# EXERCISE:
Count the lines below that contain the word "beige" and reply with only that number.

# RECORD EXTRACTS:
- - - - - - -
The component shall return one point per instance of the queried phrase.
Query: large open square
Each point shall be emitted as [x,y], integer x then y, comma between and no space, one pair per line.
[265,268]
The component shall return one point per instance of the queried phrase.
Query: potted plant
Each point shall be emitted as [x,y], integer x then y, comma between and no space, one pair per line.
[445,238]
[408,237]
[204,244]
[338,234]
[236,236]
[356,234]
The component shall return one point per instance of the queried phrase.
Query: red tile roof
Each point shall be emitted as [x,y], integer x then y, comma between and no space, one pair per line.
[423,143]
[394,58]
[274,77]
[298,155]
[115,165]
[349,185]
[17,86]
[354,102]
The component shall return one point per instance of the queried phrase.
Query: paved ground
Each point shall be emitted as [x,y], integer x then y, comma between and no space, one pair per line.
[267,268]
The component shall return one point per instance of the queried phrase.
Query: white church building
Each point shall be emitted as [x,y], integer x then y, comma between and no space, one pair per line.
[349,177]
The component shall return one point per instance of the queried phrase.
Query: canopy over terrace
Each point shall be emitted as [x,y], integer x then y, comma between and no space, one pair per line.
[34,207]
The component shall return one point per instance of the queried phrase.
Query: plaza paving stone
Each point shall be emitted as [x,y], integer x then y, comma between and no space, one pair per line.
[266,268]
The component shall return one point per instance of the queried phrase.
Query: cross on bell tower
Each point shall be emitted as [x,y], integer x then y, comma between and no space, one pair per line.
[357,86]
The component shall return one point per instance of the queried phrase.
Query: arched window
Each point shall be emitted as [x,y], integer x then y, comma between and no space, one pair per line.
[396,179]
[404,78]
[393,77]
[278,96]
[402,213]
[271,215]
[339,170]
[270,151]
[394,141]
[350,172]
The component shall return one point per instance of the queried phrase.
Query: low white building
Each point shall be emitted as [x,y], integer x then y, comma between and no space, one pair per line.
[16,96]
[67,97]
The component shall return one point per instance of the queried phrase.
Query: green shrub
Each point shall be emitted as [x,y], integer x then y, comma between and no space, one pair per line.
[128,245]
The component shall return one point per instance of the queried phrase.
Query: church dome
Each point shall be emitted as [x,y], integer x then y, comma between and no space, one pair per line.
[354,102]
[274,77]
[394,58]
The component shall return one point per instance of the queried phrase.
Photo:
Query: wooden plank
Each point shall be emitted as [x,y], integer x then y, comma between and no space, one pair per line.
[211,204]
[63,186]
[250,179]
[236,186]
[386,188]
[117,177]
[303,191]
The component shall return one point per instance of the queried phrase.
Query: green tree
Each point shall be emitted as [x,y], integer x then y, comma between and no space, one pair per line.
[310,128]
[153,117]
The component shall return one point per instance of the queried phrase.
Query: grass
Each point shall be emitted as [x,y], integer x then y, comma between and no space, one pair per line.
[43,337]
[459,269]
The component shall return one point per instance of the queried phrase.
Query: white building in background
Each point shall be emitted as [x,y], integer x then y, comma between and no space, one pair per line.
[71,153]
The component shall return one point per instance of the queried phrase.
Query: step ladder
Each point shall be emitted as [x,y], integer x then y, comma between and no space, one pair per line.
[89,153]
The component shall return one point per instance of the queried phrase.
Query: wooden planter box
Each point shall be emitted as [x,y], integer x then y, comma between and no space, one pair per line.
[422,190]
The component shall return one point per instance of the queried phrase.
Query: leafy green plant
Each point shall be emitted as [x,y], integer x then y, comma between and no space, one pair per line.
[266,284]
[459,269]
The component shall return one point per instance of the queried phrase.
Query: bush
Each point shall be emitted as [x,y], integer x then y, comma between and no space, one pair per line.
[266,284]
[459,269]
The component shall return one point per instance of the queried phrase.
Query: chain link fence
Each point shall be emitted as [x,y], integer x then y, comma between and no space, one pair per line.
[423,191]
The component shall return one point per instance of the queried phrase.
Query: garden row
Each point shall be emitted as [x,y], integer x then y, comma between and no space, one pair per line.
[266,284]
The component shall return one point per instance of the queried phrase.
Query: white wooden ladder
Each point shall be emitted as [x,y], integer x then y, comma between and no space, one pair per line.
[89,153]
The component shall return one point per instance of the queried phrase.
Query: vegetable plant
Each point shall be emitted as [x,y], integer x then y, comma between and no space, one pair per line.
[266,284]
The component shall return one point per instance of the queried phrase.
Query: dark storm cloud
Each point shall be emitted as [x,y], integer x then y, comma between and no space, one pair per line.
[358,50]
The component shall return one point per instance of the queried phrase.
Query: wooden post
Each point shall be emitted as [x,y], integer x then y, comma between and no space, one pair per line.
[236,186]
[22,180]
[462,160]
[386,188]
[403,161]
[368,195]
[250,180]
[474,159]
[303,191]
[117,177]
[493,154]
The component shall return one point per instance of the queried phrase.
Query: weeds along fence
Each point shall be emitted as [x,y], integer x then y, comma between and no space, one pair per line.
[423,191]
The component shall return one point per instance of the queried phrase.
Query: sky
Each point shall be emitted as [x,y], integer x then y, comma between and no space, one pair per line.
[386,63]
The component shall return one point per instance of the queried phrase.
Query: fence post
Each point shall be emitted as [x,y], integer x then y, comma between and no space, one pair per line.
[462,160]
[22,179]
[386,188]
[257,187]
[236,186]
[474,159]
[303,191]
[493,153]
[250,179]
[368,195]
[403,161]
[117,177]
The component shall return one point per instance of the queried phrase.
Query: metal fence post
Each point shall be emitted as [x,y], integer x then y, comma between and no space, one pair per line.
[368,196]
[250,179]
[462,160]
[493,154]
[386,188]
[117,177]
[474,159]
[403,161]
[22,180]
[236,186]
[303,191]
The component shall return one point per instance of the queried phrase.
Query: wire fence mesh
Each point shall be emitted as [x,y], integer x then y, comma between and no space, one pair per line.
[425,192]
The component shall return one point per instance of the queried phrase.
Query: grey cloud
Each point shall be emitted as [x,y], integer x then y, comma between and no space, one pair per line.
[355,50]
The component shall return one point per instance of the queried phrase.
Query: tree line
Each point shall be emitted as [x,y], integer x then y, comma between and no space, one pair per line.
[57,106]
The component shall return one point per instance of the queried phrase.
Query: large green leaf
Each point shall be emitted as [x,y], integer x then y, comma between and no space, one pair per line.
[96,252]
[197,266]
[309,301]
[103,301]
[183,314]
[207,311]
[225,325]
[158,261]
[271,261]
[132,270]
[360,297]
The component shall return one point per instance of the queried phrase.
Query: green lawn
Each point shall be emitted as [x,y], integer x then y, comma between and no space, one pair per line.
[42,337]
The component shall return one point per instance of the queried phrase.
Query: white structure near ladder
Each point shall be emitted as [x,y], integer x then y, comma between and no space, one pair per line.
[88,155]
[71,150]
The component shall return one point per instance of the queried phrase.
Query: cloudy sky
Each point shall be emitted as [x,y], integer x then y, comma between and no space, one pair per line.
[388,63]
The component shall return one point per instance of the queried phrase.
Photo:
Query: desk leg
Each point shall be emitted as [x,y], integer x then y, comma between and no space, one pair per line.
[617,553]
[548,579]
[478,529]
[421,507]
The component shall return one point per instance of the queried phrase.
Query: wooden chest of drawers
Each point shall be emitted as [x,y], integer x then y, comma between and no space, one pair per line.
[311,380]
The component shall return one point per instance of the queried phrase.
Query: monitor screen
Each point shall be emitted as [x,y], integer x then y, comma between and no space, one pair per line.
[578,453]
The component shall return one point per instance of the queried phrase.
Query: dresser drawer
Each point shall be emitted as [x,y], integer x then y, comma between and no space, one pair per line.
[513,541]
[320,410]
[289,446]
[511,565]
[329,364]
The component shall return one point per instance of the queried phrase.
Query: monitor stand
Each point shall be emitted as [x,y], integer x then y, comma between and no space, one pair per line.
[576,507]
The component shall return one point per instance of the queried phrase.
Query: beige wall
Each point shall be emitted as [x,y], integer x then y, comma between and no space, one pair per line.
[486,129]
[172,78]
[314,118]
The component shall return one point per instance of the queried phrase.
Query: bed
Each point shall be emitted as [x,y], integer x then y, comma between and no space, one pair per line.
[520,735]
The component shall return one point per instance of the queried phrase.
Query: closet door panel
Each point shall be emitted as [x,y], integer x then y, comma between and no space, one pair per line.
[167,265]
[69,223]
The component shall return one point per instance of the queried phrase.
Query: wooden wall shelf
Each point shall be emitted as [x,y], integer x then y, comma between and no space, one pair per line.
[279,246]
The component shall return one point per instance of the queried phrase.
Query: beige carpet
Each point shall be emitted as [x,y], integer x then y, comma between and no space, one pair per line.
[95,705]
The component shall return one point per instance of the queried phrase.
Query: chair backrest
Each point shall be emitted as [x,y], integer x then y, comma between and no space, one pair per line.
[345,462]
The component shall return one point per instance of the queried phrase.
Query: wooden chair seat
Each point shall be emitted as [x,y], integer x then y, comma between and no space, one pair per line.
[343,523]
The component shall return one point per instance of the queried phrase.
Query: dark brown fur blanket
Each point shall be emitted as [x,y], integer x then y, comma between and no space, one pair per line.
- - - - - - -
# SOLVED EXERCISE:
2